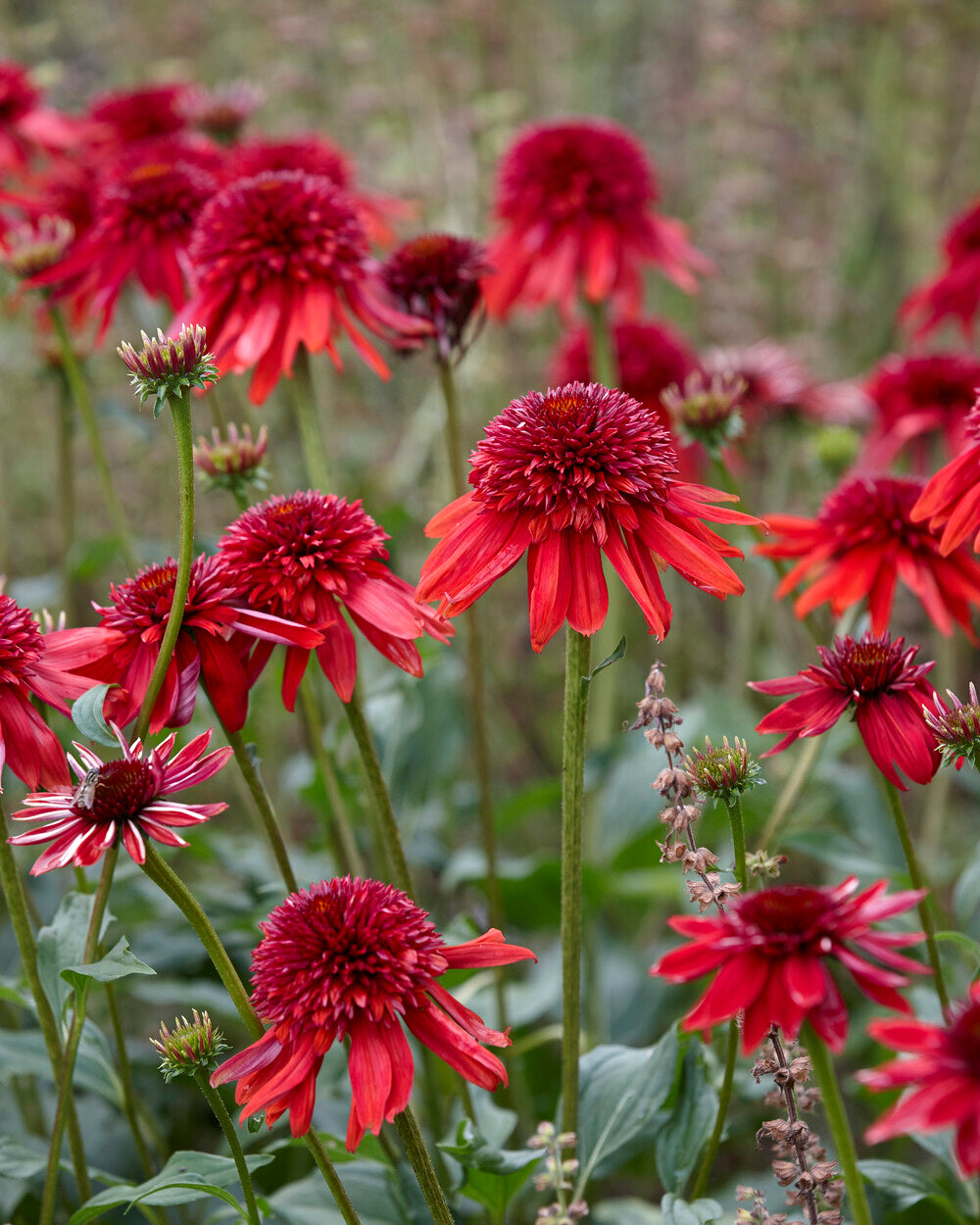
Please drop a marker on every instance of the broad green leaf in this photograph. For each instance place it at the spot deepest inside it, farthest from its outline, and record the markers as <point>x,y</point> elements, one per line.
<point>679,1211</point>
<point>87,716</point>
<point>186,1176</point>
<point>621,1089</point>
<point>682,1136</point>
<point>118,963</point>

::::

# What this task involves
Return the lines above verbatim, omitting the pictures from your reply.

# The answer
Please drop a marker on every instance of the broad green leaf in this photograph. For each instance place it at the spot deepest inside it, farthest from its outline, and record the markers as <point>x,y</point> elements, one per line.
<point>679,1211</point>
<point>87,716</point>
<point>186,1176</point>
<point>621,1089</point>
<point>682,1136</point>
<point>118,963</point>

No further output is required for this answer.